**Exercise details:** Once you have read the records below, restate them word for word.

**Dataset extract:**
● ● ● ●

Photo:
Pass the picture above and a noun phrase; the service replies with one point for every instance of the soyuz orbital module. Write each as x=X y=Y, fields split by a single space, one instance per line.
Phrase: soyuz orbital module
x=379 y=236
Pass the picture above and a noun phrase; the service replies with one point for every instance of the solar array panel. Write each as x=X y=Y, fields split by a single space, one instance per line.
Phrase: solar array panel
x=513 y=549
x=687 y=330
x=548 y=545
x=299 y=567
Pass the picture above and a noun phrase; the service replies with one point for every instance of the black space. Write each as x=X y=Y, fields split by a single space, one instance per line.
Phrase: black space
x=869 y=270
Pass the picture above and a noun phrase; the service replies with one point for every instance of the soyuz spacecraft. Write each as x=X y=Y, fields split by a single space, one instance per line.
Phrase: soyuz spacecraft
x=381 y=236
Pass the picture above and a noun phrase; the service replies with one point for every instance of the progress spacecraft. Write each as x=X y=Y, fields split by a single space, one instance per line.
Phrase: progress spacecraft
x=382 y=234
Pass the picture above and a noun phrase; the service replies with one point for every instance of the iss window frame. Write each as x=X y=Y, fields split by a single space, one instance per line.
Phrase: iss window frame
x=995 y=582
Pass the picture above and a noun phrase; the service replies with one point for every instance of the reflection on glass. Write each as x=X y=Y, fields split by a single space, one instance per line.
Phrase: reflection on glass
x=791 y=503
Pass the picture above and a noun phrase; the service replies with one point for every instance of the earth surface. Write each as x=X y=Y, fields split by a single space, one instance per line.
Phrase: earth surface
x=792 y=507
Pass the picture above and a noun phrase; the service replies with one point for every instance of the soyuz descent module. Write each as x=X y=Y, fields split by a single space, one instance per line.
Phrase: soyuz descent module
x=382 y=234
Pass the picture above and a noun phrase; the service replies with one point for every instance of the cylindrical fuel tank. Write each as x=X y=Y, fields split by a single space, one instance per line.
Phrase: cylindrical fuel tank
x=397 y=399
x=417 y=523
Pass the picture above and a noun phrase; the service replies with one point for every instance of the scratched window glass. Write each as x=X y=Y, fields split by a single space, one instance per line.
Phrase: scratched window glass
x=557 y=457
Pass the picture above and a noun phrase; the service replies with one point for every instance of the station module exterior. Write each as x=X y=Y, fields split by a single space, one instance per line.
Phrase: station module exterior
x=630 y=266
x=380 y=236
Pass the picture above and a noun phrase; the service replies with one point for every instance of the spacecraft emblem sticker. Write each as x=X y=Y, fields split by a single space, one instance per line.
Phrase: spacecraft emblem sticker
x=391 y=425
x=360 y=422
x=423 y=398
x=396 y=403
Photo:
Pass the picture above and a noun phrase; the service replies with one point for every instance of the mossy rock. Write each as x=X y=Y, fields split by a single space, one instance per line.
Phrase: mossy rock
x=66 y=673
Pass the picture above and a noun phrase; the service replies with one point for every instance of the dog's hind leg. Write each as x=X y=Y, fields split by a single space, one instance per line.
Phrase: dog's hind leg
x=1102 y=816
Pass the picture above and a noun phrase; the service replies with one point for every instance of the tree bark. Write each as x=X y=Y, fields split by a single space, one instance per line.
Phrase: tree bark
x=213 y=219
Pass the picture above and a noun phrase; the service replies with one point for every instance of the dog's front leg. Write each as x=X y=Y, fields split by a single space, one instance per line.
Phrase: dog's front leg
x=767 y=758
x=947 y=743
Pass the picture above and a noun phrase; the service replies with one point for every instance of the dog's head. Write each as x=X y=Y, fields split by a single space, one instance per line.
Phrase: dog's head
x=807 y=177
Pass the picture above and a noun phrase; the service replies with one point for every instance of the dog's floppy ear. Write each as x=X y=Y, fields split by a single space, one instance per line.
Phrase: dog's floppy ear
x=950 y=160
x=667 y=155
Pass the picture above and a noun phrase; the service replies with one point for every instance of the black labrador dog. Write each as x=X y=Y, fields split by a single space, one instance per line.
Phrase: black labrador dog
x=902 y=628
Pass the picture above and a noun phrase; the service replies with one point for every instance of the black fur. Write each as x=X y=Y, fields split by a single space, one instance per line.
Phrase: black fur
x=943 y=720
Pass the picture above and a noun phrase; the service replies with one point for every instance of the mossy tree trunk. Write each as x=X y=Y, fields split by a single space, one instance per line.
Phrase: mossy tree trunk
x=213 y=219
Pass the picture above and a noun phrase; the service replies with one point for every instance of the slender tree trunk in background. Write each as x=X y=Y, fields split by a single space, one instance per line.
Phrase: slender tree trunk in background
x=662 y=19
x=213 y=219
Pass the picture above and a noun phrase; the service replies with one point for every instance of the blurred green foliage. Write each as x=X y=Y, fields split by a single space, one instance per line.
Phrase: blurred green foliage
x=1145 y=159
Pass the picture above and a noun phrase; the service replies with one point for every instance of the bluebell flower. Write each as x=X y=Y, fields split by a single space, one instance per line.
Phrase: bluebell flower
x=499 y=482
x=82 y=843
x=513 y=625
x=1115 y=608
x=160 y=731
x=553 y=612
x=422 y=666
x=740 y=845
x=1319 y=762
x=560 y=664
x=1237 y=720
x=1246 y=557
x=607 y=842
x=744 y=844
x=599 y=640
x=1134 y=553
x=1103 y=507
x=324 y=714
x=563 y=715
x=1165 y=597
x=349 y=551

● ● ● ●

**Completed task:**
Photo:
Pass the picture above and a noun phrase; the service replies with one point for every instance of the soyuz orbital module. Write each as x=X y=Y, fields split by a single space, one instance per line.
Phrase: soyuz orbital module
x=379 y=236
Pass the picture above and a noun phrase; the service replies with one point for every instance of the solar array panel. Write each as x=X y=Y, fields split by a single space, one instance per line.
Phrase: solar array panel
x=513 y=549
x=687 y=330
x=548 y=545
x=299 y=567
Pass the picture above and a noun phrase; the service replies with one point for every instance of the black space. Write each as x=X y=Y, fields split by a single space, one instance per line.
Phrase: black space
x=869 y=270
Pass the picture above and a noun phrase; the service replies with one point for every instance of the soyuz spacecraft. Write each as x=X y=Y, fields split by a single space, one instance per line.
Phrase: soyuz spacecraft
x=381 y=236
Pass the picture above and a noun phrase; the service replies with one point for every instance of the progress spacecraft. Write each as x=X y=Y, fields split by a single space, one instance per line.
Phrase: progress spacecraft
x=382 y=234
Pass the picture above and a noun phrase; the service replies with one point for every instance of the iss window frame. Write each as x=X y=Y, fields split by a single space, one instance per line.
Phrase: iss window frame
x=995 y=582
Pass the picture above and a noun phrase; the service replies with one point for every instance of the reflection on glass. Write each as x=X y=Y, fields split by a single space, one instance per line.
Phrase: reflection on glass
x=791 y=503
Pass the picture above and a noun phrase; the service replies with one point for every instance of the earth surface. Write each as x=X y=Y, fields split by a single space, one instance per line.
Phrase: earth surface
x=792 y=507
Pass the picture above and a noun phrase; the service replies with one point for every instance of the soyuz descent module. Write each as x=X y=Y, fields split by a single space, one instance per line.
Phrase: soyuz descent module
x=382 y=234
Pass the picture above and a noun phrase; the service replies with one point for every instance of the cylindrical fuel tank. Write each as x=X y=Y, fields split by a single space, one instance per line.
Phrase: cylindrical fuel tank
x=397 y=399
x=417 y=523
Pass the picture above and a noun phrase; the service replies with one point for every instance of the scratched window glass. Write each as x=X y=Y, fields split by a single space, one instance per line.
Phrase: scratched window glass
x=557 y=457
Pass the picture above and a noun phrase; the service replies with one point for every instance of the station module exterior. Write each as x=X y=Y, fields split by a single space, one instance per line.
Phrase: station module exterior
x=630 y=266
x=380 y=236
Pass the picture above and a noun phrase; the service replies with one point for every instance of the spacecraft emblem sticker. Write each as x=X y=Y, fields split by a single space, one instance per line.
Phrase: spacecraft emblem sticker
x=391 y=425
x=360 y=422
x=423 y=398
x=396 y=403
Photo:
Pass the picture above and a noun phrase; the service replies with one point for every instance of the mossy rock. Write each as x=X y=Y, fields split by a single space, one instance per line.
Phrase: mossy rock
x=66 y=673
Pass the picture above and a noun phrase; the service replies with one point for every instance of the dog's hind leg. Write each as x=X y=Y, fields split by a single space, one instance per line.
Phrase: dog's hind leg
x=1102 y=816
Pass the picture above and a noun phrase; the service replies with one point for every instance of the tree bark. Write each as x=X y=Y, fields split by a single space, one instance per line.
Phrase: tree bark
x=213 y=219
Pass the picture above and a noun phrase; the service replies with one point for every instance of the dog's front leg. Write each as x=X y=Y, fields split by a single space, one instance per line.
Phrase: dog's front leg
x=767 y=758
x=947 y=743
Pass the picture above and a noun phrase; the service replies with one point for every instance of the dog's head. Write each as x=X y=Y, fields split by a single space, one instance per line.
Phrase: dog's head
x=807 y=177
Pass the picture above and a noun phrase; the service replies with one point for every instance of the dog's floppy ear. Write each as x=X y=Y, fields split by a single space, one instance per line.
Phrase: dog's floppy ear
x=950 y=160
x=667 y=155
Pass the picture above and a noun phrase; the service replies with one point for every instance of the black labrador dog. Write each as x=X y=Y, fields split by a single space, one instance per line.
Phrase: black labrador dog
x=902 y=628
Pass the picture above and a noun phrase; the service replies with one point for every instance of the black fur. Write each as x=X y=Y, fields split by a single space, one instance per line.
Phrase: black fur
x=943 y=720
Pass the picture above and a noun phrase; the service replies with one point for every instance of the mossy tree trunk. Write each as x=X y=Y, fields split by a single space, one instance per line.
Phrase: mossy tree trunk
x=213 y=219
Pass the picture above and a noun phrase; the service replies with one point for every instance of the slender tree trunk in background. Write each as x=X y=Y, fields split by a single space, one instance per line.
Phrase: slender tree trunk in background
x=662 y=19
x=213 y=219
Pass the picture above and a noun phrase; the service replies with one point for every instance of the blurred green foliage. Write each as x=X y=Y, fields split by a single space, one instance per line.
Phrase: blurred green foliage
x=1145 y=159
Pass the picture above and a noun phrase; the service replies with one point for every instance of the bluebell flower. Write each as x=X y=Y, fields split by a single space, one instance per line.
Phrase: bluebell flower
x=499 y=482
x=82 y=843
x=513 y=625
x=1115 y=608
x=160 y=731
x=553 y=612
x=422 y=666
x=740 y=845
x=1319 y=762
x=560 y=664
x=1237 y=720
x=1246 y=557
x=607 y=842
x=744 y=844
x=599 y=640
x=1134 y=553
x=1103 y=507
x=324 y=714
x=563 y=715
x=1165 y=597
x=349 y=551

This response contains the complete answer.